[Segmentation labeling entries]
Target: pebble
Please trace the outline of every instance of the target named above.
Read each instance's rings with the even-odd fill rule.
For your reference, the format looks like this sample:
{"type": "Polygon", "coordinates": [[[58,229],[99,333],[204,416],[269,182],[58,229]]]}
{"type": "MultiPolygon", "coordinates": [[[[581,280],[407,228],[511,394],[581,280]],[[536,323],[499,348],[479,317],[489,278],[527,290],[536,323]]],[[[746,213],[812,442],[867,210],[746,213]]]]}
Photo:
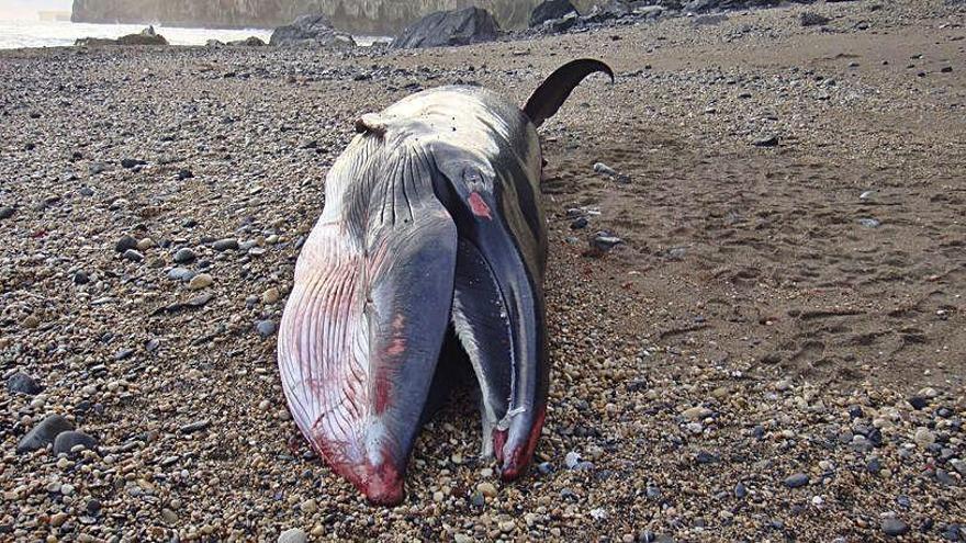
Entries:
{"type": "Polygon", "coordinates": [[[121,239],[114,244],[114,250],[117,252],[124,252],[131,249],[137,248],[137,240],[131,236],[123,236],[121,239]]]}
{"type": "Polygon", "coordinates": [[[493,485],[493,483],[490,483],[487,480],[484,480],[483,483],[480,483],[479,485],[476,485],[476,491],[479,491],[480,494],[482,494],[483,496],[485,496],[487,498],[495,498],[496,497],[496,487],[493,485]]]}
{"type": "Polygon", "coordinates": [[[168,270],[168,279],[172,281],[191,281],[194,272],[187,268],[171,268],[168,270]]]}
{"type": "Polygon", "coordinates": [[[24,372],[16,372],[7,380],[7,391],[34,396],[43,391],[36,380],[24,372]]]}
{"type": "Polygon", "coordinates": [[[909,531],[909,525],[895,517],[883,519],[883,532],[886,535],[897,538],[909,531]]]}
{"type": "Polygon", "coordinates": [[[929,428],[919,428],[916,430],[912,441],[914,441],[920,448],[928,449],[929,445],[935,443],[935,433],[929,428]]]}
{"type": "Polygon", "coordinates": [[[785,478],[785,486],[788,488],[798,488],[807,485],[808,482],[808,475],[804,473],[795,473],[785,478]]]}
{"type": "Polygon", "coordinates": [[[60,432],[69,430],[74,430],[70,421],[60,415],[49,415],[20,440],[16,452],[25,453],[43,449],[53,443],[60,432]]]}
{"type": "Polygon", "coordinates": [[[81,446],[88,450],[94,450],[98,446],[98,440],[94,438],[74,430],[60,432],[54,439],[54,454],[66,454],[74,452],[74,448],[81,446]]]}
{"type": "Polygon", "coordinates": [[[279,534],[278,543],[307,543],[308,534],[300,528],[290,528],[279,534]]]}
{"type": "Polygon", "coordinates": [[[220,239],[212,244],[212,248],[216,251],[237,251],[238,240],[235,238],[220,239]]]}
{"type": "Polygon", "coordinates": [[[259,320],[255,324],[255,330],[262,338],[271,337],[276,333],[278,327],[276,326],[274,320],[259,320]]]}
{"type": "Polygon", "coordinates": [[[195,258],[198,257],[195,257],[194,251],[187,247],[178,249],[178,251],[175,252],[175,262],[178,262],[179,264],[190,264],[191,262],[194,262],[195,258]]]}
{"type": "Polygon", "coordinates": [[[191,281],[188,282],[188,287],[192,291],[200,291],[202,289],[207,289],[214,283],[214,279],[207,273],[199,273],[191,278],[191,281]]]}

#### [GIVEN PROBLEM]
Find every line above that contains the string "instance" and copy each of those lines out in full.

#### [FINAL RESULT]
Please trace the outline of every instance of the target named above.
Read each instance's rings with the even-odd fill rule.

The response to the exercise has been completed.